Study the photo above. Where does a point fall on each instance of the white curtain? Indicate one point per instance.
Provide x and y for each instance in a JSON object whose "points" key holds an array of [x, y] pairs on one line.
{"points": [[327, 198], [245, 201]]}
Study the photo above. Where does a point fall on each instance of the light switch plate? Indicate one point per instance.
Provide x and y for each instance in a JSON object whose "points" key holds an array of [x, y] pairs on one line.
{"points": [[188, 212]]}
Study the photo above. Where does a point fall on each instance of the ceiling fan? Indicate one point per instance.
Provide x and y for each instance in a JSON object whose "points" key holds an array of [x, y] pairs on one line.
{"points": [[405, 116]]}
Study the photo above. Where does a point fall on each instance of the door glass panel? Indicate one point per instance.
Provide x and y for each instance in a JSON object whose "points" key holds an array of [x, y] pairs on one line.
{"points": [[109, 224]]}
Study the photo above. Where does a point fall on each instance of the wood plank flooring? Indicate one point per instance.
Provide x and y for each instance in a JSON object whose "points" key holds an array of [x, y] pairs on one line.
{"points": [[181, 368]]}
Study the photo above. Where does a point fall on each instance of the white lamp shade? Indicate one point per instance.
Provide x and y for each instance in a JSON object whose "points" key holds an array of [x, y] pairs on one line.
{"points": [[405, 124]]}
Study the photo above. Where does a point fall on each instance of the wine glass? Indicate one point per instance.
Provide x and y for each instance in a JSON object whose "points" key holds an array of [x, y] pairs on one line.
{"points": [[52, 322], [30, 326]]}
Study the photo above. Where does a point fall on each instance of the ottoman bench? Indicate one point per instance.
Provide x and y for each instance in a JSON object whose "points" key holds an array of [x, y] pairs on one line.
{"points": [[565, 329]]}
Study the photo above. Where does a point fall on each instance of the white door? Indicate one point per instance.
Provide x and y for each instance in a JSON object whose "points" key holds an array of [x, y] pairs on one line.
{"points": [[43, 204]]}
━━━━━━
# INSTRUCTION:
Return each line of the entries above word for word, in the same order.

# EXERCISE RESPONSE:
Study the photo above. Where does a point fall on each instance of the white curtain? Indicate one point per instance.
Provide x and y for each instance in a JSON object whose "points" key holds an array of [x, y] pairs on one line.
{"points": [[327, 198], [245, 201]]}
Study the photo above. Where does a point fall on each instance of the light switch plate? Indicate one point per instance.
Provide x and y for each instance in a JSON object whose "points" key holds an array of [x, y] pairs on one line.
{"points": [[188, 212]]}
Study the photo above. Where does a point fall on each instance of the ceiling fan? Indicate one point per instance.
Provide x and y for each instance in a JSON object whose "points" key holds an array of [x, y] pairs on one line.
{"points": [[405, 116]]}
Study the photo above. Where does a point fall on each instance of the door glass panel? Indicate one point per instance.
Provide x and y for each instance in a JSON object whose "points" key holds an array of [x, y] pairs on one line.
{"points": [[109, 224]]}
Study the photo above. Where does a point fall on each instance of the wood plank flooring? Indicate one point per instance.
Provide x and y for each instance in a JSON object whose "points" key holds an array of [x, y] pairs on one line.
{"points": [[181, 368]]}
Study the photo above. Where does a point fall on each instance of the white lamp shade? Indicate one point per instance.
Provide x and y for each instance in a JSON object whose "points" key holds an array of [x, y] pairs on one line.
{"points": [[405, 124]]}
Study the photo above. Where does a point fall on each instance of the wine glass? Indicate one point per instance.
Provide x and y for each instance in a JSON object whose "points" key holds an array of [x, y] pairs on one line.
{"points": [[52, 322], [30, 326]]}
Study the photo above. Where does a point fall on each instance of the ottoman bench? Indicate one point per instance.
Provide x and y for each instance in a JSON object whose "points" key holds an array of [x, y] pairs on one line.
{"points": [[565, 329]]}
Study the photo above. Where does a point fall on each instance of the white door? Indicate one point per instance.
Provide x and y for each instance in a JSON object whose "points" key holds an array of [x, y] pairs on one line.
{"points": [[43, 204]]}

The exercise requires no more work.